* Start DATA PROVIDED *
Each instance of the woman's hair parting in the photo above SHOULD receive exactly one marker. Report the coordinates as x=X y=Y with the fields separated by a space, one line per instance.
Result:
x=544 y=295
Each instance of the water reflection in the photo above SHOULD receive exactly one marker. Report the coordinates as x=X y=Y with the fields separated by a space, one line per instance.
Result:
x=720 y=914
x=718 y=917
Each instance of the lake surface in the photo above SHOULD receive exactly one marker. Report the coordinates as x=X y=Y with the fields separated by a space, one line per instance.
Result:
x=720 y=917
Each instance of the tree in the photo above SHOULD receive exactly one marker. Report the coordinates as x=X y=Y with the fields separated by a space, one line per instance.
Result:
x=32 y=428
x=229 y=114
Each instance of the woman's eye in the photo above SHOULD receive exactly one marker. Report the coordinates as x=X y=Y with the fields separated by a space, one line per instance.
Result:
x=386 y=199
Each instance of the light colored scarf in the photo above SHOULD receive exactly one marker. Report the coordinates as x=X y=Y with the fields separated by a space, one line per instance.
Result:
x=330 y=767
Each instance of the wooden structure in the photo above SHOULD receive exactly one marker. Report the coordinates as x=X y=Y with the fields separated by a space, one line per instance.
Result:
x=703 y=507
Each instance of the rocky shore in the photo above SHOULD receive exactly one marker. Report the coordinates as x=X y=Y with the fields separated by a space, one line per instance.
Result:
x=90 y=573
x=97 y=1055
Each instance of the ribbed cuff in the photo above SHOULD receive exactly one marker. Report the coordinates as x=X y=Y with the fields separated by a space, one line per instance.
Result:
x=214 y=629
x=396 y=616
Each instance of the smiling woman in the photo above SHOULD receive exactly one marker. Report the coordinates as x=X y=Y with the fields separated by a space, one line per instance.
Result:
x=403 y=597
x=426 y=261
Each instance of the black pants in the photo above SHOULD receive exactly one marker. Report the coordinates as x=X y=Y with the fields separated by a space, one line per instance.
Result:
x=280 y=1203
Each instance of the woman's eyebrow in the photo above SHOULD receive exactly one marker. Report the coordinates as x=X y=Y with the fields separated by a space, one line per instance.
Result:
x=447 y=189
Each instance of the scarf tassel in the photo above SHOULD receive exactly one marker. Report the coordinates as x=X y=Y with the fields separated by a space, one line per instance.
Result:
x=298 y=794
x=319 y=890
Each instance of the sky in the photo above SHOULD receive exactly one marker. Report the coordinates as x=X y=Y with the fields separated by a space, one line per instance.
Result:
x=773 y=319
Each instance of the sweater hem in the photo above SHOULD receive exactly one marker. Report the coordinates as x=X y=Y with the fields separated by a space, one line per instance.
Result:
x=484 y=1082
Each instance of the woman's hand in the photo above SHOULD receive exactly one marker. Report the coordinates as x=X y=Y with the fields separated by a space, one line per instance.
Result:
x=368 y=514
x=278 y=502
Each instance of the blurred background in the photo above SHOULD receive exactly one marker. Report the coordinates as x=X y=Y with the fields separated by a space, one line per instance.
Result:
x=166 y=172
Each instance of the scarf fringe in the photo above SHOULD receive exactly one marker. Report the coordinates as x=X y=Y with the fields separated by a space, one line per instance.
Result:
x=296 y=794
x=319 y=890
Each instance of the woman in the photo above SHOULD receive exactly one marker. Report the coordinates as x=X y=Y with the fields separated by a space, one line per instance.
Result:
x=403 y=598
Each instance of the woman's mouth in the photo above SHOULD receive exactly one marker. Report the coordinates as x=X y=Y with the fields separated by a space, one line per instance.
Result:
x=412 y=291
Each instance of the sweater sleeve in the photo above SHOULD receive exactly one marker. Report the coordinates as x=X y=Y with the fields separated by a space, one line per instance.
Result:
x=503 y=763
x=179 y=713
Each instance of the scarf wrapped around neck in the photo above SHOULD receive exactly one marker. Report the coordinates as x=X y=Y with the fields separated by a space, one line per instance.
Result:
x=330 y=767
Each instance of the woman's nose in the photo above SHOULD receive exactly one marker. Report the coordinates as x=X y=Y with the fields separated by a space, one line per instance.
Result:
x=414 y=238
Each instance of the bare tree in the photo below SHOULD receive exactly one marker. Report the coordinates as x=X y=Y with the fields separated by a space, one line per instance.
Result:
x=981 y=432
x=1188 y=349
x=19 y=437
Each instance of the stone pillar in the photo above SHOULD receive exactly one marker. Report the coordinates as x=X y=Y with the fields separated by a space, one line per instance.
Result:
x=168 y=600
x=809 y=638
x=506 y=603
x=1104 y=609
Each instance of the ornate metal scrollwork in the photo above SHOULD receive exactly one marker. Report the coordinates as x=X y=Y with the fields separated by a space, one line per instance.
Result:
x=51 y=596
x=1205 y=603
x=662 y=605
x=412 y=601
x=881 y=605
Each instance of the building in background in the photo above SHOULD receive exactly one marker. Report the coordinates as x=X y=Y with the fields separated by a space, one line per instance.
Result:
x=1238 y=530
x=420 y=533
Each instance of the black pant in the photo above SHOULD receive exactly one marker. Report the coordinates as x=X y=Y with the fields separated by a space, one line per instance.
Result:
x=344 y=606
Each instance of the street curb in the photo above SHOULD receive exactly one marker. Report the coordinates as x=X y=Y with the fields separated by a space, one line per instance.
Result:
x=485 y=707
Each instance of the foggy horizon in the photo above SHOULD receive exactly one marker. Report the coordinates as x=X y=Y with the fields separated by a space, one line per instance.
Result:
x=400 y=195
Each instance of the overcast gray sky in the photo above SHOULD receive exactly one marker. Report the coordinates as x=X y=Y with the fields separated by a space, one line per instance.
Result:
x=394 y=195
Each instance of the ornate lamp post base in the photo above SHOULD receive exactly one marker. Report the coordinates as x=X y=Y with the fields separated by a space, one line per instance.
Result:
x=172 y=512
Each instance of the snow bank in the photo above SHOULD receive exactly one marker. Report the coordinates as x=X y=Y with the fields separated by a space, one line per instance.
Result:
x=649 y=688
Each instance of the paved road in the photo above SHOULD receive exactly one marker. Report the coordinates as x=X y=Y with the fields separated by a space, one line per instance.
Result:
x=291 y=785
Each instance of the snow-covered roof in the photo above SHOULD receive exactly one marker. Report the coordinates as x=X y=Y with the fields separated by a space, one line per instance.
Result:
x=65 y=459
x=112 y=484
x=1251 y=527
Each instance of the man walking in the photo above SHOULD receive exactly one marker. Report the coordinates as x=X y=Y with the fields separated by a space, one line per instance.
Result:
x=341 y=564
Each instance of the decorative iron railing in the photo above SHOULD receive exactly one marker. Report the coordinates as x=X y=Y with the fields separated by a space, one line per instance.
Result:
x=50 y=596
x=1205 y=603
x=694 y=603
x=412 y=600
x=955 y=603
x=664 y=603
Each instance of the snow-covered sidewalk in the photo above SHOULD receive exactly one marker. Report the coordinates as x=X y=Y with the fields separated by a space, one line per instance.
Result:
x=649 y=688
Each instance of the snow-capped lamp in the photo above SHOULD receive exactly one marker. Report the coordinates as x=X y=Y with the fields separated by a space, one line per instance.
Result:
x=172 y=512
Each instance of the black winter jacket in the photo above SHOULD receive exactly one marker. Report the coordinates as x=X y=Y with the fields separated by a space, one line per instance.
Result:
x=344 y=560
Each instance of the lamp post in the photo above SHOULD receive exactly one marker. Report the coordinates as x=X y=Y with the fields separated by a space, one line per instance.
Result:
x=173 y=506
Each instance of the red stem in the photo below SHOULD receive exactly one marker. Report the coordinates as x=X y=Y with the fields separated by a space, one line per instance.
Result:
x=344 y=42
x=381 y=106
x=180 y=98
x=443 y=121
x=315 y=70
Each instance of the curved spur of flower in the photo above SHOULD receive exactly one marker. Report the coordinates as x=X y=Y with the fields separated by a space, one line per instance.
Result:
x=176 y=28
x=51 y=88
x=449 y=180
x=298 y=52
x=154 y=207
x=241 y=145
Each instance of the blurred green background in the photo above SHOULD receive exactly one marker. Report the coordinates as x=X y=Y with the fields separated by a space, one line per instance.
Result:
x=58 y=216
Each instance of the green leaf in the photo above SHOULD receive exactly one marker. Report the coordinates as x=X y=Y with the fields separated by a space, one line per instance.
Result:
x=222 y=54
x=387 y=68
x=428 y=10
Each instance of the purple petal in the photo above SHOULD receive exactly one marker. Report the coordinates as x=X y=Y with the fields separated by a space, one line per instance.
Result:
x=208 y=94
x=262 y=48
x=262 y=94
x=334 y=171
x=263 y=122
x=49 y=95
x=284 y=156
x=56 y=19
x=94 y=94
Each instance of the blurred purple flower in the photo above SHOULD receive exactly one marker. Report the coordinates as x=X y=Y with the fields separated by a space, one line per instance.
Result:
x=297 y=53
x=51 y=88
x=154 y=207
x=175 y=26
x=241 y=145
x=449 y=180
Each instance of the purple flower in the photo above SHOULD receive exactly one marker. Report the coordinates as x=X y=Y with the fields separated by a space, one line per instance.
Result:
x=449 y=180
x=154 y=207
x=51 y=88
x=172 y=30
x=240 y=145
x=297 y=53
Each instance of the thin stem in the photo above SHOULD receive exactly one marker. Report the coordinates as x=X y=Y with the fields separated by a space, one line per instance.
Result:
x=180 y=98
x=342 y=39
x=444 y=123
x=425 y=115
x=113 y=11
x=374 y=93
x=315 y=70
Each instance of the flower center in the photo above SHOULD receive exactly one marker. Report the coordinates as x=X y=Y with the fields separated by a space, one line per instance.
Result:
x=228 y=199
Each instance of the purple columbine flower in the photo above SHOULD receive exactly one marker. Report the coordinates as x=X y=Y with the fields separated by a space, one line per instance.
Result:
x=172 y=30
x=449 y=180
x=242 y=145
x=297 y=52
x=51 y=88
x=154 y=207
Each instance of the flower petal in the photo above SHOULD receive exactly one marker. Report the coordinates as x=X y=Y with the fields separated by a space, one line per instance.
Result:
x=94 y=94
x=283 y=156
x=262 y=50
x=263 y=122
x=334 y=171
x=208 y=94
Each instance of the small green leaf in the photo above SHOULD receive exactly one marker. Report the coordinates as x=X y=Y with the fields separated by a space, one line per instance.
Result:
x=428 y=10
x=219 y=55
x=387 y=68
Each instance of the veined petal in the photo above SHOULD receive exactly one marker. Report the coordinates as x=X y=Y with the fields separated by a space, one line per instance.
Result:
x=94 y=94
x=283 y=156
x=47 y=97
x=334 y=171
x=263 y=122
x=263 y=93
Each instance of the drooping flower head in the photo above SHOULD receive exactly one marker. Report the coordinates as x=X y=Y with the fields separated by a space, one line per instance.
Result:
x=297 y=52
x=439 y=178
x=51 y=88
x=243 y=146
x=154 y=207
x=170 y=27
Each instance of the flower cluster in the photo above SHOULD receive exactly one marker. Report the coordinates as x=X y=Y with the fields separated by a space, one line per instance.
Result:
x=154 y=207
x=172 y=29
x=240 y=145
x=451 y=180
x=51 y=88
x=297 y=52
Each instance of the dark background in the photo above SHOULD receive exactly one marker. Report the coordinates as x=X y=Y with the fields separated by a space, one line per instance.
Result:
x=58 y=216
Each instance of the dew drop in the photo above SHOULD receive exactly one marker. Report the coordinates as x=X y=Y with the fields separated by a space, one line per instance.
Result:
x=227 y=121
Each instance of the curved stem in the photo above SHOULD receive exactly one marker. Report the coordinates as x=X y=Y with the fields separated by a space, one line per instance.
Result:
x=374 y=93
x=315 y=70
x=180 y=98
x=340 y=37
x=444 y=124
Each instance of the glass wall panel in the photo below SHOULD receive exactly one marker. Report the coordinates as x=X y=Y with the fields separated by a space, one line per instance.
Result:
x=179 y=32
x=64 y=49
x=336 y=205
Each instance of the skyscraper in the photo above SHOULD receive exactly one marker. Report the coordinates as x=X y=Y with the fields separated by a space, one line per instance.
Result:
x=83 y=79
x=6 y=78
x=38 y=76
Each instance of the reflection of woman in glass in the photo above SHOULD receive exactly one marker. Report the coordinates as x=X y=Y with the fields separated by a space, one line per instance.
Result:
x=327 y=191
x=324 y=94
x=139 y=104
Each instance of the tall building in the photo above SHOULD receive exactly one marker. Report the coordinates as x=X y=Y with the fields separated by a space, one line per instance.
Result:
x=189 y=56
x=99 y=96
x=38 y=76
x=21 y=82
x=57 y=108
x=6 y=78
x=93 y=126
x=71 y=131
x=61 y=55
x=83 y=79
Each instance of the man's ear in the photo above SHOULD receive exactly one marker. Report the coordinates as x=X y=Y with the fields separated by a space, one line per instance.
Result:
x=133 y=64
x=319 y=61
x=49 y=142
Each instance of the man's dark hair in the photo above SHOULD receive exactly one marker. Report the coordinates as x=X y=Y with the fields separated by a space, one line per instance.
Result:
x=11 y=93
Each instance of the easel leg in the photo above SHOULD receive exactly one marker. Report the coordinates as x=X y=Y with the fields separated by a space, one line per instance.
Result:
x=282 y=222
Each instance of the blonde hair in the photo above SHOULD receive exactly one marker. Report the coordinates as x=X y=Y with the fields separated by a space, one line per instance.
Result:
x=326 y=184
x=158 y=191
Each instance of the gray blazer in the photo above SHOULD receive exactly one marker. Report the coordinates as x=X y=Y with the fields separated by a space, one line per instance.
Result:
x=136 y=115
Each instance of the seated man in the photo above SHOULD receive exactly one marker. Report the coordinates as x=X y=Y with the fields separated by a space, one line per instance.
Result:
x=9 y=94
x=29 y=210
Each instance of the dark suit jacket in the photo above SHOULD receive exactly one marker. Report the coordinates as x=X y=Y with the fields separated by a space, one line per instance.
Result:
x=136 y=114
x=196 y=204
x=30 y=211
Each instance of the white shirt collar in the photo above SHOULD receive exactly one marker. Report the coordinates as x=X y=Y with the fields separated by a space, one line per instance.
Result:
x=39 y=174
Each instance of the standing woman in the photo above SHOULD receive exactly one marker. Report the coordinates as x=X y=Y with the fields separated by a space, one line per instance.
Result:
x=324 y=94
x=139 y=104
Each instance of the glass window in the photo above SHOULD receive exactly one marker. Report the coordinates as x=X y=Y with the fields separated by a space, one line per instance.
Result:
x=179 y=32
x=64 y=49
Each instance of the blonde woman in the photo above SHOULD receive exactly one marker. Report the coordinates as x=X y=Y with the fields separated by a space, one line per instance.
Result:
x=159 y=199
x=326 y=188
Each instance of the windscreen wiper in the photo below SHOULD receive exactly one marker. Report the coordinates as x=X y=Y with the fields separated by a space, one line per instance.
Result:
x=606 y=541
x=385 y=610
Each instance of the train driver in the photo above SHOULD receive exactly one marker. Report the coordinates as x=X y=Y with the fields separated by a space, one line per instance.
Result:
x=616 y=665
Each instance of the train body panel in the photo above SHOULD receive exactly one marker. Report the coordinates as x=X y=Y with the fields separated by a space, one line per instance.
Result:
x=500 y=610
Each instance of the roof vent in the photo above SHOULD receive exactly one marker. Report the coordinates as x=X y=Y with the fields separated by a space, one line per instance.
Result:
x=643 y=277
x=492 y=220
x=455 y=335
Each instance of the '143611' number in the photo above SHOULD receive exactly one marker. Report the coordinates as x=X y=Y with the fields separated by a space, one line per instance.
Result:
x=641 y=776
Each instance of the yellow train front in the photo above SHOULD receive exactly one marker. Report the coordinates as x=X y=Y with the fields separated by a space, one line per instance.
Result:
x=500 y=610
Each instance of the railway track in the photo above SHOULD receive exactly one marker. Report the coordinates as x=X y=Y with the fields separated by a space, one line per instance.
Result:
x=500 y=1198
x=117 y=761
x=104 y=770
* End DATA PROVIDED *
EXERCISE PROMPT —
Copy word for word the lines from the start of the records through the line containing "x=544 y=295", including both ends.

OUTPUT OF THE EXERCISE —
Each instance of the woman's hair parting in the photo above SHOULD receive exactly one marker. Report the coordinates as x=X y=Y with the fields separated by a space, one line per instance.
Result:
x=544 y=295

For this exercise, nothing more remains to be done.